▶ **PROBLEM DESCRIPTION**
If a line in the listing below includes the string "balcony", pull it out.

▶ **PROVIDED DATA**

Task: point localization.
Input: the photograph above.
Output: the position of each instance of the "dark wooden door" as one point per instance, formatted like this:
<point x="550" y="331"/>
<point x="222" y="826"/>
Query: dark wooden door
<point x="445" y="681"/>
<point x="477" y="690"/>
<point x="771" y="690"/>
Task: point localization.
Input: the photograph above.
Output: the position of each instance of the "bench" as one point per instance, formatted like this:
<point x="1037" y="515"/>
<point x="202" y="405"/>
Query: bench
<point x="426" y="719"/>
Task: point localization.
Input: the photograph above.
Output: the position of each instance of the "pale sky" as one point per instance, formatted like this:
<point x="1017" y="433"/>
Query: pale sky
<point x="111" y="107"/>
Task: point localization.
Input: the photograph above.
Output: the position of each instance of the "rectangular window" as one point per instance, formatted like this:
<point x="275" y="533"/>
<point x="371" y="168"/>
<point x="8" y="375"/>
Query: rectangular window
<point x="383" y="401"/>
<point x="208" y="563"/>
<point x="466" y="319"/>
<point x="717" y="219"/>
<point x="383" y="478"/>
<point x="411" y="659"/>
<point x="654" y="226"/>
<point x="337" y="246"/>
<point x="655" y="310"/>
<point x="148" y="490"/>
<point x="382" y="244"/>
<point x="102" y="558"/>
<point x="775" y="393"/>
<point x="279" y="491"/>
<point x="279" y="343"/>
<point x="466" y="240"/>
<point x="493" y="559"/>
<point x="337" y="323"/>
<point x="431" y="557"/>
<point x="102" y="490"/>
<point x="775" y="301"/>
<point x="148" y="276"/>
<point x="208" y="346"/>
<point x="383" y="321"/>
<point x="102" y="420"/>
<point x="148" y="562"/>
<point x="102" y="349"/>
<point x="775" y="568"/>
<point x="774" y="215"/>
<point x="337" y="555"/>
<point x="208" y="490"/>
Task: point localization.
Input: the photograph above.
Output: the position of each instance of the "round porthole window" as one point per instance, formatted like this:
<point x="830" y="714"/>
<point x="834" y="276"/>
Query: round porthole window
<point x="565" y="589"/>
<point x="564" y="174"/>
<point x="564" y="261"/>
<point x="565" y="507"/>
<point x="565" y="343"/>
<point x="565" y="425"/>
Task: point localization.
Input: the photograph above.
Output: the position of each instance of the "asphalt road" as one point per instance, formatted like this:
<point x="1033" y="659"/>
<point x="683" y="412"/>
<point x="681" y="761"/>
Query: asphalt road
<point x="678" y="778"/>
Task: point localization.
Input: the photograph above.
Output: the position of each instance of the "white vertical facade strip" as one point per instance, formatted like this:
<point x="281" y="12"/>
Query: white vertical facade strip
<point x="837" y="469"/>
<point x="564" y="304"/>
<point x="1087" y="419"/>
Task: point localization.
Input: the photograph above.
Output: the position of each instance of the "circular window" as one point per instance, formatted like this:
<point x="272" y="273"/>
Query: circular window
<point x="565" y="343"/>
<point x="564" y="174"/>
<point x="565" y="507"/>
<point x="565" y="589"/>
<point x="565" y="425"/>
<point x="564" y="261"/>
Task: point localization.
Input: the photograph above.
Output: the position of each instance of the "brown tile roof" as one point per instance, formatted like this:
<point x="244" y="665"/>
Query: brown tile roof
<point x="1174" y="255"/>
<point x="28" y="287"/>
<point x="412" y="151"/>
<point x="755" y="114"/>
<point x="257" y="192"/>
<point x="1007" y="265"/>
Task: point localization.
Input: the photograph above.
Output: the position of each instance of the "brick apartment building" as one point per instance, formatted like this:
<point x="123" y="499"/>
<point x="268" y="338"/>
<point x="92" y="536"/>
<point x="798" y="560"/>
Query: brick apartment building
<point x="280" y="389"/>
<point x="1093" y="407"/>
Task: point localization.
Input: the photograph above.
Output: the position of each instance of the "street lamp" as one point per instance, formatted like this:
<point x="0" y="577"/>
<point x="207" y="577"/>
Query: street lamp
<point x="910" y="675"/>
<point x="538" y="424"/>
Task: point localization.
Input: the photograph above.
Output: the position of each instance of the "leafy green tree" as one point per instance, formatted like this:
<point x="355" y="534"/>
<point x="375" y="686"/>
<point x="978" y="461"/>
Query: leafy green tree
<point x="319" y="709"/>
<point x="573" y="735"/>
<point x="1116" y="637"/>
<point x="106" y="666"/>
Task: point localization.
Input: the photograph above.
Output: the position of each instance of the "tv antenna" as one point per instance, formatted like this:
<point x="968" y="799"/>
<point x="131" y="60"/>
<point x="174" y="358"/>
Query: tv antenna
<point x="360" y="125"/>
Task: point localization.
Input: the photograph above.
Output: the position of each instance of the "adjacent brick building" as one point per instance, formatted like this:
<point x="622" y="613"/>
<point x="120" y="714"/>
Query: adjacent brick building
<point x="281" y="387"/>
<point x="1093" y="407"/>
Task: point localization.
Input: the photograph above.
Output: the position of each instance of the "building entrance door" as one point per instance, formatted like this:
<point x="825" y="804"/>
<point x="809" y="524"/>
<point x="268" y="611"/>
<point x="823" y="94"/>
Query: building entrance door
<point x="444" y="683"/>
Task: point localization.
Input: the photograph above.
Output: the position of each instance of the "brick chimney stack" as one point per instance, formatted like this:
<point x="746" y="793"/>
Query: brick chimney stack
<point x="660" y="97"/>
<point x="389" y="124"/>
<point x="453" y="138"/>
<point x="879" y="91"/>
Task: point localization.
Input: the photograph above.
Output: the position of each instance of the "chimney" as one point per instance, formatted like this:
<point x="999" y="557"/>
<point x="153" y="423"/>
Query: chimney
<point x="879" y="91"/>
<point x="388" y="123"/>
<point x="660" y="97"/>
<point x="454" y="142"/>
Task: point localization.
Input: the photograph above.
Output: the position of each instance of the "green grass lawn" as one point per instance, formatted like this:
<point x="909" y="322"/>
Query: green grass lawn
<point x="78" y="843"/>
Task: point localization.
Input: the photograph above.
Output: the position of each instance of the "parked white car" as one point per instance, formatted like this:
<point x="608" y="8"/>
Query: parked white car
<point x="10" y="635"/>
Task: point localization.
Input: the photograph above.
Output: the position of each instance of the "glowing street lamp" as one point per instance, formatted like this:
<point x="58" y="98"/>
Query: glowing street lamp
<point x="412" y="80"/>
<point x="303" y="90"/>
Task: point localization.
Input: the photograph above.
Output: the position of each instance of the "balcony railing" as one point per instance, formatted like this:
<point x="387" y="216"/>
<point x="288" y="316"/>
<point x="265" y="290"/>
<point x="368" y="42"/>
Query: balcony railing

▶ **YOUR RESPONSE**
Output: the position of each instance of the "balcony railing" as one point per instance, formatted like this:
Query: balcony railing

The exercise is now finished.